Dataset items
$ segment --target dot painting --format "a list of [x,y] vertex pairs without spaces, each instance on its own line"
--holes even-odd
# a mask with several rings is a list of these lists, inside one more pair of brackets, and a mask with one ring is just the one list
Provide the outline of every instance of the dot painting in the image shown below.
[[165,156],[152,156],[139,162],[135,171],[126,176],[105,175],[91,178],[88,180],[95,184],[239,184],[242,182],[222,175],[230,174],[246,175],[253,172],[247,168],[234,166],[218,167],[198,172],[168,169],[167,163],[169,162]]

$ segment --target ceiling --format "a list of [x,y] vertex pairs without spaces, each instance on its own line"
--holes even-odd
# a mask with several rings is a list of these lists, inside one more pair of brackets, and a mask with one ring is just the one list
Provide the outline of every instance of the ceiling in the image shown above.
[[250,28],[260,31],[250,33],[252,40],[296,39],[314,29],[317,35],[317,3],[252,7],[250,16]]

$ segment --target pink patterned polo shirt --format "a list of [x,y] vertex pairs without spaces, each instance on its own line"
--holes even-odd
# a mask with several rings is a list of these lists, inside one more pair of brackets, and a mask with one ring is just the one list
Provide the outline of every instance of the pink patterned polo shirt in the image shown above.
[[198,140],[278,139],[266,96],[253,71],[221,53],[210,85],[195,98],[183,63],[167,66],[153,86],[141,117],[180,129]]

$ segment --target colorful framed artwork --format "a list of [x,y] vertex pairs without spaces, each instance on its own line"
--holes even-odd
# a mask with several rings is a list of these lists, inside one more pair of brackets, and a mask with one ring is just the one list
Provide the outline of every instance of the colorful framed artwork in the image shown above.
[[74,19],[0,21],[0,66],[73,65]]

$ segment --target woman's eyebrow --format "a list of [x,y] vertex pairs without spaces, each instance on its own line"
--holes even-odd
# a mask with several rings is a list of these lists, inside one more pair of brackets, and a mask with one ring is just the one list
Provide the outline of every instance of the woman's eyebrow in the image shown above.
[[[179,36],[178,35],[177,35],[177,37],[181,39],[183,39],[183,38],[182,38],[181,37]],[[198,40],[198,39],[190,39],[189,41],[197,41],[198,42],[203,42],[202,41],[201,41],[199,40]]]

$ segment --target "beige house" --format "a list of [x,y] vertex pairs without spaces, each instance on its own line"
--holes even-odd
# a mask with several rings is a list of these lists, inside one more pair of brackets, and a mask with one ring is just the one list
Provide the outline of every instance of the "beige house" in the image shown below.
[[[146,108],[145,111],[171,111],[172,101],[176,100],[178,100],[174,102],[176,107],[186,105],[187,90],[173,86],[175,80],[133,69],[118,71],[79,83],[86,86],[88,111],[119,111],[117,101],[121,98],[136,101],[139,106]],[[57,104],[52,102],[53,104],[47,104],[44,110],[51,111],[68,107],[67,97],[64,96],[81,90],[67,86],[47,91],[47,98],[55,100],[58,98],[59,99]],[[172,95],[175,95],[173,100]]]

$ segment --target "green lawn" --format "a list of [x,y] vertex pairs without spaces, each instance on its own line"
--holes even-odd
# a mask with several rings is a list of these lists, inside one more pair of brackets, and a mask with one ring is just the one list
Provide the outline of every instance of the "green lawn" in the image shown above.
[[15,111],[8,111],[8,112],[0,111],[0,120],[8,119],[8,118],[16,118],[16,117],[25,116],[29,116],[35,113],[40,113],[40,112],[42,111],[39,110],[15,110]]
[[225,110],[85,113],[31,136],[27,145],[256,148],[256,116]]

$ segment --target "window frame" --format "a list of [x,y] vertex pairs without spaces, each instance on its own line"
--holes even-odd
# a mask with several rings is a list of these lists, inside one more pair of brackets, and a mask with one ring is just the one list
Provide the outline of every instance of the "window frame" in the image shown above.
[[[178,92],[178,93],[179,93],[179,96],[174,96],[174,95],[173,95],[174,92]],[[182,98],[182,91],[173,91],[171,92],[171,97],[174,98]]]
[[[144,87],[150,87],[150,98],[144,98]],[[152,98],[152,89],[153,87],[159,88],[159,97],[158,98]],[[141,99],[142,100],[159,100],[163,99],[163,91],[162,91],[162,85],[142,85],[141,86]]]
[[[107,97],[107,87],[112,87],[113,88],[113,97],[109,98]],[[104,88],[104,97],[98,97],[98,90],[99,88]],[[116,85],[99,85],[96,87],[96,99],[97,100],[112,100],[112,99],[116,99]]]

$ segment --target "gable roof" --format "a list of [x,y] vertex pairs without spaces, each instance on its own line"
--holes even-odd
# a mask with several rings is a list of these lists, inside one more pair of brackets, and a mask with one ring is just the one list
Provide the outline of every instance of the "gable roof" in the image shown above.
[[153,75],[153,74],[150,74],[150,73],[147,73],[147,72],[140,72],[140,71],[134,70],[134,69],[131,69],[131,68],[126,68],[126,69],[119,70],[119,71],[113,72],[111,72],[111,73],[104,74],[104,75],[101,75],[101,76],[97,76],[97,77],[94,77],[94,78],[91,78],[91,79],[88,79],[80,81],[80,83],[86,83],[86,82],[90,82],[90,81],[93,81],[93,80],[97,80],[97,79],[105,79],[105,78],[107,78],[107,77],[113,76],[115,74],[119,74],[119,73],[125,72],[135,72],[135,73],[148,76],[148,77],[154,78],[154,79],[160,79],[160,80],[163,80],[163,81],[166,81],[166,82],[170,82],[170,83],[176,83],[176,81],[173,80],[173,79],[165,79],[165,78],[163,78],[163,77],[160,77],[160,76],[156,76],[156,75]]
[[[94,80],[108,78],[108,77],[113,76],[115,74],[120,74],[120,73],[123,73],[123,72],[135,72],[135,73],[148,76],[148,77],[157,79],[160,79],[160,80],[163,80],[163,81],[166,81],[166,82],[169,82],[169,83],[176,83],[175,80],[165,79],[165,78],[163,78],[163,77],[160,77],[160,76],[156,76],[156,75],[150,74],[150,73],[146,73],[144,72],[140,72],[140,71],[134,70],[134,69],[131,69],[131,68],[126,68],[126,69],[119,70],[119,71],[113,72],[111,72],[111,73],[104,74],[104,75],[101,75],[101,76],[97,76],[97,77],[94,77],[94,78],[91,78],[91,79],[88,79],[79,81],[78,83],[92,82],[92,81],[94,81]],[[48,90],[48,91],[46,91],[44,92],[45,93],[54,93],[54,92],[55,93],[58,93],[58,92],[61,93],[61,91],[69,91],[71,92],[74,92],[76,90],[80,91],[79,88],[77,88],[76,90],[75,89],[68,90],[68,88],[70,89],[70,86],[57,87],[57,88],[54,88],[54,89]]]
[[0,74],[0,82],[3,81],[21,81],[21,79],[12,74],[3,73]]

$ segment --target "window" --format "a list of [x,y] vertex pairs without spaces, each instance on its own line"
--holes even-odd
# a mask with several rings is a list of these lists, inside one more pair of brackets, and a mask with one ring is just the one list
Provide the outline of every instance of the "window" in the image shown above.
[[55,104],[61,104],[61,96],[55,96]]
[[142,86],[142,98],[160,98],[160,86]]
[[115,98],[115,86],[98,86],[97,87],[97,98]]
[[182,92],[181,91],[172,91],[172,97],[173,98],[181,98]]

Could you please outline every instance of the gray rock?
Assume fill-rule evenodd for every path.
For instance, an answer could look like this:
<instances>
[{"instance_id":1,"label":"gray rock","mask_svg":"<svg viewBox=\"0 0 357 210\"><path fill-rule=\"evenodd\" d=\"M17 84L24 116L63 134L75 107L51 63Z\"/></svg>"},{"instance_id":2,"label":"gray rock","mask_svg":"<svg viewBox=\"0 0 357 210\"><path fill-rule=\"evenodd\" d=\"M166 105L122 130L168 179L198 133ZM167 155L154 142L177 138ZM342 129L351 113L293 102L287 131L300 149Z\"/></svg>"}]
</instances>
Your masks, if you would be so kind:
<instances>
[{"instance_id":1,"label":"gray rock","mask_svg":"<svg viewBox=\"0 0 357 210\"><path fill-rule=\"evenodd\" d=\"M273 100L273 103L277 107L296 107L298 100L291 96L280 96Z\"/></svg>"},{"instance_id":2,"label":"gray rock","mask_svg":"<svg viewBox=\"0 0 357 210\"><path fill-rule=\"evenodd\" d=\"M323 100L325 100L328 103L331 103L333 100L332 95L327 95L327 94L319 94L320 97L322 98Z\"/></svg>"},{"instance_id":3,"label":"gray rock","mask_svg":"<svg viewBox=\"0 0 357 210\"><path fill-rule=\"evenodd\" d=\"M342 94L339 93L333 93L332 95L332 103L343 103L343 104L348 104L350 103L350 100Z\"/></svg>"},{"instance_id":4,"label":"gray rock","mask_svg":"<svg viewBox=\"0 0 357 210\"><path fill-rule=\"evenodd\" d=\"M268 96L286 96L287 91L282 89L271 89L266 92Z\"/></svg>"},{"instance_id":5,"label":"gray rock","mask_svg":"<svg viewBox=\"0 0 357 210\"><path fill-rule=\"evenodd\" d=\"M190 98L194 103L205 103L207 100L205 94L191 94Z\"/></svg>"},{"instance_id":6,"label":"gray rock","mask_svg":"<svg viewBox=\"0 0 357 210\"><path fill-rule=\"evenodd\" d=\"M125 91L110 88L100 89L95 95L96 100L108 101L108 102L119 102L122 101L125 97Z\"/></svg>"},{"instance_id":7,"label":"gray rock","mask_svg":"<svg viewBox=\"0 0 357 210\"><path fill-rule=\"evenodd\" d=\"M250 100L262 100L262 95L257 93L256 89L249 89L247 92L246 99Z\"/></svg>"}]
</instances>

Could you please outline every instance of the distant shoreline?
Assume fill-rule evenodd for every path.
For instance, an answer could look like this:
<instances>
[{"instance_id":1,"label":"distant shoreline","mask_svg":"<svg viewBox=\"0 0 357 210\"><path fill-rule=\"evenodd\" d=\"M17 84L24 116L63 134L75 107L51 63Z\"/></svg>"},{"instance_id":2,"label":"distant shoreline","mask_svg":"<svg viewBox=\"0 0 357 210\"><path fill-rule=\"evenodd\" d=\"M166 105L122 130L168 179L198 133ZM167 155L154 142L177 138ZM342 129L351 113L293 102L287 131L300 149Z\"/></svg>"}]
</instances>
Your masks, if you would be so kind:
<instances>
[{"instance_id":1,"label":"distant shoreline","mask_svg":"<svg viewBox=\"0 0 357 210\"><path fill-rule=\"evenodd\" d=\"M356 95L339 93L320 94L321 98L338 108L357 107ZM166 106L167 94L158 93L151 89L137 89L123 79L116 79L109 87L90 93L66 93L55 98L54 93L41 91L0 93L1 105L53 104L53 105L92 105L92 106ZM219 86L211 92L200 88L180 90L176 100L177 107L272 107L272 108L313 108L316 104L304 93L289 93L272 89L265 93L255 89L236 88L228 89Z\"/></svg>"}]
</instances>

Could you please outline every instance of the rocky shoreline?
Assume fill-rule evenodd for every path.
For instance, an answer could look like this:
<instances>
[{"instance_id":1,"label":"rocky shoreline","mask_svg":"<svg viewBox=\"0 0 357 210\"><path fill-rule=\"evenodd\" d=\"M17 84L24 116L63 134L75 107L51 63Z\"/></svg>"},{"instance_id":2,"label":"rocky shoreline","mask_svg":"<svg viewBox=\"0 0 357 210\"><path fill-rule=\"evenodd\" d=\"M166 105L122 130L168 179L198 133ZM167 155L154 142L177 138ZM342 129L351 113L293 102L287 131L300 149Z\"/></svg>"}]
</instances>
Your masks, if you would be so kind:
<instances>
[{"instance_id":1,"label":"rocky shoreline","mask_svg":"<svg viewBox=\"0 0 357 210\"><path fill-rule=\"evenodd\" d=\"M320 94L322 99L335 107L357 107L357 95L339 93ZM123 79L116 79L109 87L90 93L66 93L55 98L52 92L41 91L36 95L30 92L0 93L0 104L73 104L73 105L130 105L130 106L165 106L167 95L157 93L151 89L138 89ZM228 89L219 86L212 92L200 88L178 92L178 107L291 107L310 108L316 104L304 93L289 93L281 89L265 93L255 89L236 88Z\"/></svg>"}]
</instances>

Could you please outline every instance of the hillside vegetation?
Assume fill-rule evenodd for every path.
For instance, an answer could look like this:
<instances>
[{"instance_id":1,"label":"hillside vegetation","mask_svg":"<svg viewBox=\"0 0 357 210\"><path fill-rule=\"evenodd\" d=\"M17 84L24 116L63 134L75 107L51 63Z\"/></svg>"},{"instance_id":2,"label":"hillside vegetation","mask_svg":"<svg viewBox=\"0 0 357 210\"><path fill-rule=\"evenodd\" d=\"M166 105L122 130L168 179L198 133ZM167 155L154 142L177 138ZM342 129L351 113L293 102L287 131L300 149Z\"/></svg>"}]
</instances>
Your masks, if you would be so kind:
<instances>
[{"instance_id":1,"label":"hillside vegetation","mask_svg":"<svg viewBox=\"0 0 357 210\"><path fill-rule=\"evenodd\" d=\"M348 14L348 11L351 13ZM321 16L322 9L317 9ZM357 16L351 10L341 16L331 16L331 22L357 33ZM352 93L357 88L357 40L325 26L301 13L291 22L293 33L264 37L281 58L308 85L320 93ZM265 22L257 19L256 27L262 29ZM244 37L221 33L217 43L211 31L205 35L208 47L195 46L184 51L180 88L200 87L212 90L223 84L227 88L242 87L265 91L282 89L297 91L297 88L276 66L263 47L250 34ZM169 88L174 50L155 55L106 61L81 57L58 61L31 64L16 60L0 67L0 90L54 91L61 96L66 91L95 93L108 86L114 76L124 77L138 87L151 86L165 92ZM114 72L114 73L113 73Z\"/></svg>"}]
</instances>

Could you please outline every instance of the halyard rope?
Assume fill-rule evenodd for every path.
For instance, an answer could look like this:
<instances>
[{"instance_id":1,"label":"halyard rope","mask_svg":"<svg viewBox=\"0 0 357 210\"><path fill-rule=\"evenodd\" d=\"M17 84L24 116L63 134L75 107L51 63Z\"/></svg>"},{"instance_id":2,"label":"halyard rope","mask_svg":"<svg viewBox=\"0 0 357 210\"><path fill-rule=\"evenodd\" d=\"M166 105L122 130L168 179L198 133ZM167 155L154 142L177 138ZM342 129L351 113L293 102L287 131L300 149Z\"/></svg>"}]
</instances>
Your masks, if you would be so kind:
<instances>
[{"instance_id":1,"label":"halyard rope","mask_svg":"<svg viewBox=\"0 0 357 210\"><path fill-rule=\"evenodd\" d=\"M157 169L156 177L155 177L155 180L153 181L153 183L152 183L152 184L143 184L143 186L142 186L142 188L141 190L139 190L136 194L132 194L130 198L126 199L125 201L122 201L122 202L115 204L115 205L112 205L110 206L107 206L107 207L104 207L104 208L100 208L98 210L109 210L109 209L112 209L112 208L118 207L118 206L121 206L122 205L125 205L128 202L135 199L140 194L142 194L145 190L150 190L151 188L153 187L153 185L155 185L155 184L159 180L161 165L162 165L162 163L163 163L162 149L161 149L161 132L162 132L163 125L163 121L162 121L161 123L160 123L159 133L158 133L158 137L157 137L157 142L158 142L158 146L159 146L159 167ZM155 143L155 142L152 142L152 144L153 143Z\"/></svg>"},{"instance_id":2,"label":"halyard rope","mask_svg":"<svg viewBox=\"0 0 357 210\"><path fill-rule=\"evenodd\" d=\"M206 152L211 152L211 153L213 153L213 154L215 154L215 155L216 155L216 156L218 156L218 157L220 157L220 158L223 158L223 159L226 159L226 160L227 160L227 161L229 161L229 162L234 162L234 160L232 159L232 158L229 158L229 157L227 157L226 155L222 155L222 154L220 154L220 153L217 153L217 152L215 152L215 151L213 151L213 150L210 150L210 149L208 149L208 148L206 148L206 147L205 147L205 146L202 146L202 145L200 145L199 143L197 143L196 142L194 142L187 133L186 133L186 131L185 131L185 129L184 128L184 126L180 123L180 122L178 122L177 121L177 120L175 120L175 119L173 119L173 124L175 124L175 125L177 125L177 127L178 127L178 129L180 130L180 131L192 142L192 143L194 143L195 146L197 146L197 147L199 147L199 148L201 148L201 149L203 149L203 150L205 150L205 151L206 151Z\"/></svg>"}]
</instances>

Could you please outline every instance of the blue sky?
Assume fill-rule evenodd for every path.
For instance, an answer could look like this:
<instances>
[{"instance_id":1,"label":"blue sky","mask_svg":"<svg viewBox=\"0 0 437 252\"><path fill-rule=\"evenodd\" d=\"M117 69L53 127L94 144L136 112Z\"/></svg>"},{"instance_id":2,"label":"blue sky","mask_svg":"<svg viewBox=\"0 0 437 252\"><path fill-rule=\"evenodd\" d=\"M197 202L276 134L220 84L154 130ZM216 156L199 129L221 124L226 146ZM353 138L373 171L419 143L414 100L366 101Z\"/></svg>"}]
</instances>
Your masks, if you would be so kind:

## Problem
Reproduce, line for line and without change, the stretch of the listing from its first line through the line that contains "[[74,19],[0,21],[0,66],[73,65]]", with both ends included.

## Complete output
$ segment --target dot painting --format "a list of [x,y] vertex pairs without spaces, each instance on its own line"
--holes even-odd
# a mask with several rings is a list of these lists, inside one more pair of brackets, and a mask with one ring is just the one list
Provide the outline of every instance of the dot painting in the image shown below.
[[165,156],[152,156],[139,162],[135,171],[126,176],[105,175],[91,178],[88,180],[95,184],[239,184],[242,182],[222,175],[230,174],[246,175],[253,172],[247,168],[234,166],[218,167],[198,172],[168,169],[167,163],[169,162]]

$ segment --target ceiling --format "a list of [x,y] vertex pairs without spaces, each instance on its own line"
--holes even-odd
# a mask with several rings is a list of these lists, inside one more pair of brackets, and a mask with one ring is just the one list
Provide the outline of every instance of the ceiling in the image shown above.
[[250,28],[260,31],[250,33],[252,40],[296,39],[314,29],[317,35],[317,3],[252,7],[250,16]]

$ segment --target pink patterned polo shirt --format "a list of [x,y] vertex pairs without spaces, each instance on its own line"
--holes even-odd
# a mask with several rings is a list of these lists, inside one more pair of brackets, and a mask with one ring is just the one list
Provide the outline of every instance of the pink patterned polo shirt in the image shown above.
[[198,140],[278,139],[266,96],[253,71],[221,53],[210,85],[195,98],[183,63],[167,66],[153,86],[141,117],[180,129]]

$ segment --target colorful framed artwork --format "a list of [x,y] vertex pairs without spaces, each instance on its own line"
--holes even-odd
# a mask with several rings is a list of these lists, inside one more pair of brackets, and a mask with one ring is just the one list
Provide the outline of every instance of the colorful framed artwork in the image shown above.
[[74,19],[0,21],[0,66],[73,65]]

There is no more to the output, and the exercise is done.